- Goal
Transcribe the listing verbatim. Do not carry over any pictures.

— START —

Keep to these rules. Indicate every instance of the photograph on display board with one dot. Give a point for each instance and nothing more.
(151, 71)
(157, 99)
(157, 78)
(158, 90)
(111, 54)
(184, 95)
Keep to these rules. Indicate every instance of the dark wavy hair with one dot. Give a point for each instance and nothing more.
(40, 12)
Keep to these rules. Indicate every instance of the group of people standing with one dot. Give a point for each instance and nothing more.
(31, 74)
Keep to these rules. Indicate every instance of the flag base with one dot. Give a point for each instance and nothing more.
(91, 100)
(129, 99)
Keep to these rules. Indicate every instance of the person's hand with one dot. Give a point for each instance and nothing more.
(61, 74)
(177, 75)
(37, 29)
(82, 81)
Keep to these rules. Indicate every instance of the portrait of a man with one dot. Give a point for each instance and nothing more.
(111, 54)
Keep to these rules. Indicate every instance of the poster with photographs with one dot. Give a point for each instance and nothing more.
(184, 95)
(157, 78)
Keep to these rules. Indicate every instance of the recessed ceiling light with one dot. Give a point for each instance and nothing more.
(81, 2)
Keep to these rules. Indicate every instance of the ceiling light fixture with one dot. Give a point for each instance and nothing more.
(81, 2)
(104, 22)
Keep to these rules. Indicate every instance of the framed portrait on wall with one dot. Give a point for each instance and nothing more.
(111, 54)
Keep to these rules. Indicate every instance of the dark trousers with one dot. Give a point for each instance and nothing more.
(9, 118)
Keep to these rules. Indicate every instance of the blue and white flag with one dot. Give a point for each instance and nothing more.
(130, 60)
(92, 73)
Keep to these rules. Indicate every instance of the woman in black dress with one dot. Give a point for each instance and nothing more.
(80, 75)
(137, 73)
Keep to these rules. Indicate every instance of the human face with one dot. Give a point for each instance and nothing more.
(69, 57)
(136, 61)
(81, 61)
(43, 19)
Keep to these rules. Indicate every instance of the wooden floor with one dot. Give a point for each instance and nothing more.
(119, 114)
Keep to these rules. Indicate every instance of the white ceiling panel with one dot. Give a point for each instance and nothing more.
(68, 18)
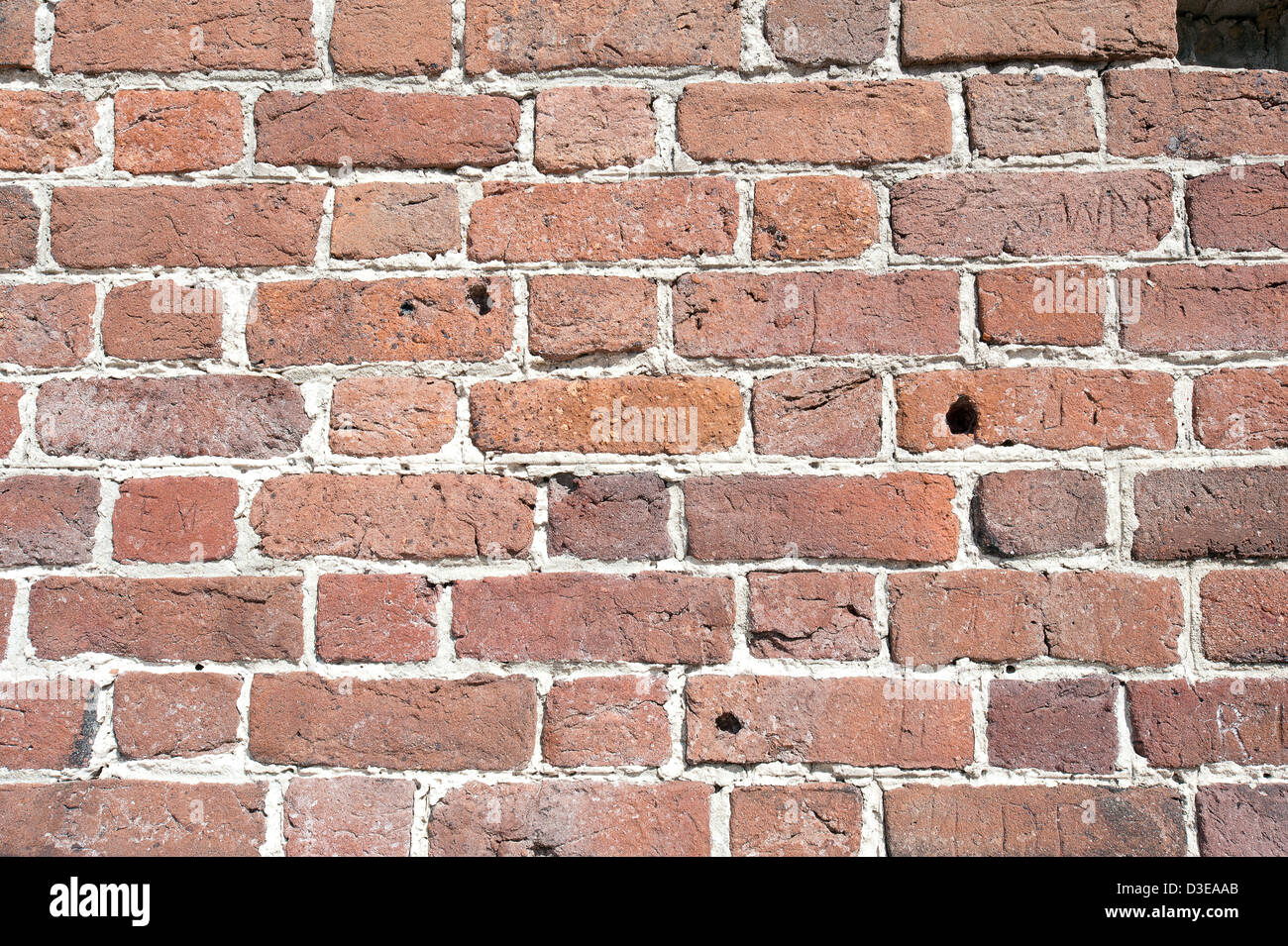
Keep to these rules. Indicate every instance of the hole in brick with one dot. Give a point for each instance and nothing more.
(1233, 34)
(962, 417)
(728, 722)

— END —

- Written response
Keep to these rules. Indicate every instance of the photograph on display board with one dot. Give a point for each instance and nothing more.
(151, 71)
(157, 99)
(157, 78)
(158, 90)
(111, 54)
(184, 95)
Keep to these rules. Indicate every instance of the dark wavy hair with one dot. Give a point for each instance and nothing more.
(40, 12)
Keep to these rules. Indicate every instance of the group of people standing with one dot. Give a point for each instance and nothing more.
(31, 74)
Keep to these rules. Indicate every instance of the flag base with one dot. Give a point for each instance and nothing more.
(91, 100)
(129, 99)
Keep to these rules. Indicate every instance of the person's hand with one dot. Give a point for each instance and nothing more.
(61, 74)
(177, 75)
(37, 29)
(82, 81)
Keep to these rules. Indicate every instance of the portrait of a man with one dot. Give a point for each instance and nothing more.
(111, 54)
Keep to these rules. Indicate every instance of the poster with photographs with one dot. Give a point for each instance and nothing more.
(184, 95)
(157, 78)
Keep to these rules. Indicate every instance of the recessed ceiling light with one dot. Give a point for each instance and nothing more.
(81, 2)
Keep to these rules. Indicate every instance of the ceiling light fixture with one dot. Give a point for each instance and nothing more.
(81, 2)
(104, 22)
Keep to these rules. Indicate every instance of the framed portrait on wall with one dot. Give a point for each instance and nothing more.
(111, 54)
Keep to these rules. Indicate every instance of the dark trousers with one dot. Give a point for each instance and nothing more.
(9, 118)
Keep to these rules. Indicate every instance of the blue and white flag with one dot. Give a point for each instance and nothing more.
(130, 60)
(92, 73)
Keep to these rules. Indicate every instance of the woman in black dress with one dot. Give a point for each instance and nothing more.
(80, 75)
(137, 73)
Keep to these rules. Indicate every instance of the human face with one dot. Give a point for each instance and nothing more.
(69, 57)
(136, 61)
(81, 61)
(43, 19)
Keep to these rules. Indicate every instance of the wooden floor with one dot. Give a point for each instance and nothing more.
(119, 114)
Keep to these rules. Indicate every instance of the white ceiling panel with one dot. Give a point for each instance and nothing more.
(68, 18)
Keep to these rules. Indicate every instance of the hole in brick with one dot. Give a point for each instance and nothing more.
(1233, 34)
(962, 417)
(728, 722)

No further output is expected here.